• **TASKS TO CARRY OUT**
- A) Using the passage on the brain tumor microenvironment, answer these three questions:
(i) Which two physiological factors in the tumor microenvironment does it name as needing evaluation for a drug delivery system?
(ii) What are macrophages of the myeloid cells and microglia collectively called?
(iii) Which chemotherapeutic is given as an example alongside immunotherapies?
- B) Rewrite the passage on the brain tumor microenvironment from "Nevertheless, unlike their" to "interstitial fluid pressure.", substituting "carmustine" for "Temozolomide".
- C) Continue the passage on the brain tumor microenvironment, starting after its last sentence.

• **PAGE EXTRACT**
In order to have a more efficient drug delivery and successful treatment of brain cancers, a complete studying of tumor microenvironment (TME) is also necessary to interpret and justify the tumor molecular and biological processes.31,32 Generally, TME is considered as a complex heterogeneous environment where different physiological factors, such as mechanical stresses and protein-binding drug degradation, is required to be evaluated for a drug delivery system. So far, various components of TME have been studied and explained, namely as extracellular matrix (microglia, astrocytes and neurons) and blood vessels (also the ones forming the BBB), through the latter the vital role of immune and lymphatic systems and vascular cells in successful brain tumor treatment has been proved.33-38

Macrophages of the myeloid cells and microglia – collectively referred to as tumor-associated macrophages (TAMs)39,40 – have been provoked by GBM cells to generate immunosuppressive tumor- related cytokines and elevated T-cell apoptosis.41 Moreover, GBM cells also inhibit antitumor immune system activities by preventing immune-stimulatory cytokines’ production and activating the regulatory T-cells.42 Further studies suggest that preventing TAMs activity and readjusting them phenotypically to be functional against tumor progression is more efficacious than deactivating them,32,43 and this concept has been the basis of the innovation of the recently introduced anti-cancer therapies; immune-checkpoint inhibitors, cellular therapies (such as chimeric antigen receptor T cells) and vaccines.42-44

Nevertheless, unlike their promising features as a new approach in cancer therapy,31 there are factors hampering their maximum therapeutic effect in tumor tissue, the most important one is the BBB and its contribution toward immunotherapies penetration and other chemotherapeutics (such as Temozolomide) local co-existence. It is commonly believed that tumor vessels are significantly more permeable than the ones in intact tissues,45 and could diffuse more blood from vessels into the interstitial space to increase the interstitial fluid pressure.

The tumor vessels lose their well-established structure with the progression of tumor; they are not as functional as arteries, capillaries and veins in intact tissues. Decreased blood velocity and pressure gradient,46,47 increased interstitial fluid pressure and suppressed transvascular convection prevent drug delivery to the cancer tissue and subsequently limits the drug diffusion.48,49 Furthermore, the systemic administration diminishes even more delivery of chemotherapeutic by exposing them to enzymatic/hydrolytic degradation. Hence, only small doses reach the cancer site with hypoxia and low pH which further aggravate the situation and the administered drug will not exert a therapeutic effect.

• **GIVEN DATA**

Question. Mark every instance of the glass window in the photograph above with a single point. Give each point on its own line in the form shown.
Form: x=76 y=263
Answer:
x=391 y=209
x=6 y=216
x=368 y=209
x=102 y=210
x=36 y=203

• **RESPONSES TO THE EXERCISE**
- A)
(i) Mechanical stresses and protein-binding drug degradation
(ii) Tumor-associated macrophages (TAMs)
(iii) Temozolomide

- B)
Nevertheless, unlike their promising features as a new approach in cancer therapy,31 there are factors hampering their maximum therapeutic effect in tumor tissue, the most important one is the BBB and its contribution toward immunotherapies penetration and other chemotherapeutics (such as carmustine) local co-existence. It is commonly believed that tumor vessels are significantly more permeable than the ones in intact tissues,45 and could diffuse more blood from vessels into the interstitial space to increase the interstitial fluid pressure.

- C)
Challenges for oral delivery of anticancer drugs across BBB

The oral route to target brain cancers is a striking challenge, in part due to the limited oral absorption, short plasma half-life and the BBB as a barrier. The oral delivery of hydrophilic drugs to brain requires absorption and infiltration through the gastrointestinal tract (GIT) and then across the BBB. Moreover, the hydrogen bonds formed between hydrophilic drugs and GIT aqueous contents, hindering the absorption, further limits epithelial infiltration process.50 Additionally, peptide drugs are rapidly degraded upon their administration in GIT and this decreases their plasma half-lives.51


The application of nanomedicines for brain anticancer drug delivery

During recent decades, various nanomedicines of different size, material (Synthetic, natural, organic and inorganic) and shape have been employed for cancer treatment,52,53 and these components of construction affect their characteristics. Since their early introduction they have been rapidly evolved, mostly due to replacing unfit conventional clinical techniques with improved ones for refractory diseases, and since then have found their application in pharmaceutical and biomedical industries.54

In order to exert their maximum therapeutic effect with the lowest side effects, effective nanomedicines must be precisely engineered to target the complex pathophysiology of each disease. Therefore, they could be modified in such a way to be responsive according to different endogenous or exogenous stimuli; this feature can be employed for controlled and sustained release of loaded drug. Besides their application for therapeutic purposes, some of them (e.g. inorganic and polymeric/lipid nanoparticles) have been employed for diagnosis purposes. Their dual-purpose application both as therapeutic and diagnostic resulted in the introduction of “theranostic” nanoparticles for which, among all, only synthetic polymers are used.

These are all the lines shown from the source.